## Excerpt to read
——————————
Thursday, March 03, 2011

Cancer Carnival #43

Welcome to the 43rd edition of the Cancer Research Blog Carnival. The Carnival relies on posts and hosts, so be sure to submit your posts for next month or drop us a line to sign up as a future host.

Kicking things off is Biotunes who writes about the PSA screening test for prostate cancer and how it falls short.
Our overzealous “war” on prostate cancer in particular has been devastating to the quality of life of millions of men: it has been estimated that 48 men are treated to save one life from prostate cancer.
Issues with screening techniques (such as false positive rates) have been discussed before on this blog and last month's Cancer Research Blog Carnival contained a post about genetic determinants of baseline PSA levels - a subject that really underscores one of the issues raised in the Biotunes post.

Dwarfism seems to be a big topic this month with two posts discussing dwarfism in Ecuador and a link between diabetes and cancer.
Can a gene that causes dwarfism also confer major health benefits? Perhaps, according to a new study showing that a group of extremely short people in Ecuador get no diabetes, even though they are unusually obese.

The 22-year study of people living in villages on the slopes of the Andes mountains also found just one case of cancer in the 99 patients it tracked, many fewer than among non-dwarf relatives.

The absence of two of the worst diseases of aging was strong evidence that the mutation that causes what’s called “Laron syndrome” has an upside.
This study was also sent to us in a different post at Genome Engineering.

Genome Engineering also sends us a news brief about a study looking at the genetics of inflammatory bowel disease, which can increase the risk of bowel cancer.

Our friends at Highlight HEALTH have a post up about the drug Crizotinib and a movement towards personalized cancer care.
Unfortunately, though perhaps not surprisingly, drugs like crizotinib and Gleevec cannot be the last line of defense. Once they are administered, the kinases they target can mutate to resistant them. The third research study published in the NEJM, by Choi et al., enumerates the mutations in EML4-ALK that confer such resistance to crizotinib [5]. Additional kinase inhibitors are being developed to act as backup therapies for both crizotinib and Gleevec once drug resistance has occurred.
The post points out the importance of tumor gene expression profiling to determine which drugs are best suited for individual treatment.

Finally, a guest post at Hematopoiesis discusses the role of cancer stem cells in mesothelioma, a cancer typically traced back to asbestos exposure.
Recent research has explored the idea that cancer stem cells (CSC) play a role in the metastasis of mesothelioma tumors. Researchers at the University of Tokyo’s Division of Clinical Immunology transferred malignant mesothelioma cells into mice and studied the cell lines as they developed. They found that many of the cells displayed markers for CSC such as SP, CD9, CD24, and CD26. The cells with those markers were also found to generate larger tumors.
——————————
## Given data
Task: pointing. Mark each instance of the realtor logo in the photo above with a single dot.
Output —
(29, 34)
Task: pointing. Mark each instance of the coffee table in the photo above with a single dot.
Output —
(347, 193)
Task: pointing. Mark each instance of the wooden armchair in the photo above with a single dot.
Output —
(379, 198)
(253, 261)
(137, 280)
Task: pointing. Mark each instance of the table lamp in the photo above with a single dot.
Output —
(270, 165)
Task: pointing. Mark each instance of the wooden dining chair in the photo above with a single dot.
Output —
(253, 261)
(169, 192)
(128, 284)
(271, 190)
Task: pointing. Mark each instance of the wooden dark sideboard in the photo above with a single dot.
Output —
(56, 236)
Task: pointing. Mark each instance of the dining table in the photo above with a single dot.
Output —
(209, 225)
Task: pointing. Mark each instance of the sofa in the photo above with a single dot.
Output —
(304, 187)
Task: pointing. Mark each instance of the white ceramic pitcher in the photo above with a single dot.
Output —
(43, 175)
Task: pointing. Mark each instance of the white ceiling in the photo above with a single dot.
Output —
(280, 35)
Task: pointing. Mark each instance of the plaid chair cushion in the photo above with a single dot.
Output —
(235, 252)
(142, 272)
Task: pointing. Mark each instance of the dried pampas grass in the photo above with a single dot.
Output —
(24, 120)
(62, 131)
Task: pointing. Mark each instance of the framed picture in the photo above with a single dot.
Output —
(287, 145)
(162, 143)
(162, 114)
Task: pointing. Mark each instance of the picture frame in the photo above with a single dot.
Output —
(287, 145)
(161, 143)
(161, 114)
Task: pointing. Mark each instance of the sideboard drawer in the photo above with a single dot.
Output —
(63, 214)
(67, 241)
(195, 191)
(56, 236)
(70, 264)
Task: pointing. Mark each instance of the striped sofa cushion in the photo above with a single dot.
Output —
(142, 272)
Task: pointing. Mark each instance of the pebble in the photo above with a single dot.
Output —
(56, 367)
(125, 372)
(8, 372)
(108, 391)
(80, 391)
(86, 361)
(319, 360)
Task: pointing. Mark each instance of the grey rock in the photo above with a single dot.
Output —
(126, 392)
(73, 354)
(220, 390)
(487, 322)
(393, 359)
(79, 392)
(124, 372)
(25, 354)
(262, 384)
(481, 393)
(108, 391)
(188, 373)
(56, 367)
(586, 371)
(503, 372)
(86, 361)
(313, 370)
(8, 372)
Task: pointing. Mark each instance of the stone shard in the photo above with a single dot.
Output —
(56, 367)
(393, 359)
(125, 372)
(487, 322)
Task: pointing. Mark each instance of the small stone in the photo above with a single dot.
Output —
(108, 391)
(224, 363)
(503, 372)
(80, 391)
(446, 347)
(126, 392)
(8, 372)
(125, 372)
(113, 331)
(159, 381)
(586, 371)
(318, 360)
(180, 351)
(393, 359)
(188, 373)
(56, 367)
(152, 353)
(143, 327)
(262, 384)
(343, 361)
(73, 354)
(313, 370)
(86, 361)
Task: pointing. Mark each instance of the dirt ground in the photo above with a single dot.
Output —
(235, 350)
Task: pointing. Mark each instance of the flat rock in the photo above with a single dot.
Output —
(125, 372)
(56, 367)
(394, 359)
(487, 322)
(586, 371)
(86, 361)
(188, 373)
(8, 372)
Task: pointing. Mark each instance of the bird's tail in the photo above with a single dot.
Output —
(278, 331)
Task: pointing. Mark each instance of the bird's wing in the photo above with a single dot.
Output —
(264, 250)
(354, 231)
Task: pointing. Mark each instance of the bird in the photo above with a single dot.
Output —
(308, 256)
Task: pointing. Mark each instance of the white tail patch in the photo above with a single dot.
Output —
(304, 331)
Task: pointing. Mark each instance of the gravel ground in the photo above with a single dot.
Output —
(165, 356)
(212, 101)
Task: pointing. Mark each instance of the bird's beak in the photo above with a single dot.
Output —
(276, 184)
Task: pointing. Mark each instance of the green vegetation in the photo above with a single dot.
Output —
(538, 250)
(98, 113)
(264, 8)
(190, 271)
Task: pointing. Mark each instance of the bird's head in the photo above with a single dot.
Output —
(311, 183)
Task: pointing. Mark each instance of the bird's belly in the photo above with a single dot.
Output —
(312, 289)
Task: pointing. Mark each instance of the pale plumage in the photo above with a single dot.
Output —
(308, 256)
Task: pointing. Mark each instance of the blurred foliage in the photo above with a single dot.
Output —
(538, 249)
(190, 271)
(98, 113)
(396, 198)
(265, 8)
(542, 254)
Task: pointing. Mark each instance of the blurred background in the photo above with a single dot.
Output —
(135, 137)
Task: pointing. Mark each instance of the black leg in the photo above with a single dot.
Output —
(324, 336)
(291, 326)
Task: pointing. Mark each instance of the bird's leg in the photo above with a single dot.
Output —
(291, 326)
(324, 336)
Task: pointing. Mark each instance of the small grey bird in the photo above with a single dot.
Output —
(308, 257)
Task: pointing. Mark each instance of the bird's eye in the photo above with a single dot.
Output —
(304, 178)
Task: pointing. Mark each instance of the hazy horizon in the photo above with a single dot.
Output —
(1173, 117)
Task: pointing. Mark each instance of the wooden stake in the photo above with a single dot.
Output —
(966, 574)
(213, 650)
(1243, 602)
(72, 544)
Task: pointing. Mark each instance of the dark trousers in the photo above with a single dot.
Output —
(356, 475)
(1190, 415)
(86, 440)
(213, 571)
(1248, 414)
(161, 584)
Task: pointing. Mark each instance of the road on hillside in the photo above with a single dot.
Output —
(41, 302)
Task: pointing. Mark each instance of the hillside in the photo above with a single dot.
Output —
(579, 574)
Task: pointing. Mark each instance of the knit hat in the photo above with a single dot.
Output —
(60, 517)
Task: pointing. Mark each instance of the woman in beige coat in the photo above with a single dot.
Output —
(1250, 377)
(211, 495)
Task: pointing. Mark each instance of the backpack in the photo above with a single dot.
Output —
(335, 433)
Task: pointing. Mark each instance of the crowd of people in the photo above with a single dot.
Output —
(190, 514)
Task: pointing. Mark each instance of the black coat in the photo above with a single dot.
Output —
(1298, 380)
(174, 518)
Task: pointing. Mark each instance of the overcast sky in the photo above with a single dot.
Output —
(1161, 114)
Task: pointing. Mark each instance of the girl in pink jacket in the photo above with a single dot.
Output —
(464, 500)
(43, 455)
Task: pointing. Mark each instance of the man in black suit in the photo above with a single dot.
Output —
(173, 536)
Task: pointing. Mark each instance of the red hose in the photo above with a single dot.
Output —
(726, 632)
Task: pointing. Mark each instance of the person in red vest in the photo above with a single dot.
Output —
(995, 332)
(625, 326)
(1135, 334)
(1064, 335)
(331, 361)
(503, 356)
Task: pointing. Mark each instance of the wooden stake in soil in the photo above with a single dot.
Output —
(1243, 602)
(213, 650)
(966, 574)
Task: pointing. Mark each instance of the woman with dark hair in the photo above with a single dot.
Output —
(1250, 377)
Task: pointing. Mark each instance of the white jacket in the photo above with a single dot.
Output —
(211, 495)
——————————
## Directions
**A)** In the Cancer Carnival #43 post, how many patients did the 22-year study in Ecuador track?
**B)** Write out the part of the Cancer Carnival #43 post that starts with the words "Genome Engineering also" and ends with "personalized cancer care.", copying it word for word.
You can set the lines aside; they aren't needed here.

## Task results
**A)** 99 patients.

**B)**
Genome Engineering also sends us a news brief about a study looking at the genetics of inflammatory bowel disease, which can increase the risk of bowel cancer.

Our friends at Highlight HEALTH have a post up about the drug Crizotinib and a movement towards personalized cancer care.